— BEGIN Reading passage —

Here at the rancho we grow bananas, custard apples, chicozapote, pineapples, mamey, several kinds of citrus, and more, but none were producing now, except for the Star-apple trees whose fruits grew so high that I could reach only one or two. Now instead of my main calorie source being fast-and-easy-to-prepare granola it became beans, rice and yams I'd been saving for planting when the rainy season returns. In the garden I was grateful that the young okra plants and heirloom Crimony tomatoes with their blackish flesh were just beginning to produce, and I increased my intake of kale and mustard greens.

The disruption further obliged me to become reacquainted with the homey smell of a pot of beans bubbling over a campfire's embers. I made something like tortillas by baking finely ground corn paste (concocted from packages of store-bought Maseca) in a skillet, and for me there's nothing better than refried beans on a hot tortilla topped with a slice of ripe homegrown tomato, with a little cilantro and chopped onion and jalapeño, all spritzed with lime juice.

— END Reading passage —

Stated problem A: Reproduce the part of the passage about food at the rancho between "Here at the" and "and mustard greens.", inclusive.

— BEGIN Input —

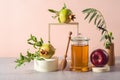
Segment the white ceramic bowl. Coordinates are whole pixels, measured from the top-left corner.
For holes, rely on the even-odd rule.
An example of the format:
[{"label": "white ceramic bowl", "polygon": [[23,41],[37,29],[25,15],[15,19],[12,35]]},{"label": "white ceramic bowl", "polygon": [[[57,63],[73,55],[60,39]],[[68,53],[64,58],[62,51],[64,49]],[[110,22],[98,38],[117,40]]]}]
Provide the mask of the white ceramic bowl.
[{"label": "white ceramic bowl", "polygon": [[58,70],[58,58],[37,60],[34,59],[34,70],[39,72],[50,72]]}]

— END Input —

Stated problem B: Turn the lines of the segmentation rows above into a Markdown table with columns named No. and Line, skipping blank lines and leaving out the pictures.

Final answer A:
Here at the rancho we grow bananas, custard apples, chicozapote, pineapples, mamey, several kinds of citrus, and more, but none were producing now, except for the Star-apple trees whose fruits grew so high that I could reach only one or two. Now instead of my main calorie source being fast-and-easy-to-prepare granola it became beans, rice and yams I'd been saving for planting when the rainy season returns. In the garden I was grateful that the young okra plants and heirloom Crimony tomatoes with their blackish flesh were just beginning to produce, and I increased my intake of kale and mustard greens.

Final answer B:
| No. | Line |
|---|---|
| 1 | Segment the white ceramic bowl. Coordinates are whole pixels, measured from the top-left corner. |
| 2 | For holes, rely on the even-odd rule. |
| 3 | An example of the format: |
| 4 | [{"label": "white ceramic bowl", "polygon": [[23,41],[37,29],[25,15],[15,19],[12,35]]},{"label": "white ceramic bowl", "polygon": [[[57,63],[73,55],[60,39]],[[68,53],[64,58],[62,51],[64,49]],[[110,22],[98,38],[117,40]]]}] |
| 5 | Provide the mask of the white ceramic bowl. |
| 6 | [{"label": "white ceramic bowl", "polygon": [[58,70],[58,58],[37,60],[34,59],[34,70],[39,72],[50,72]]}] |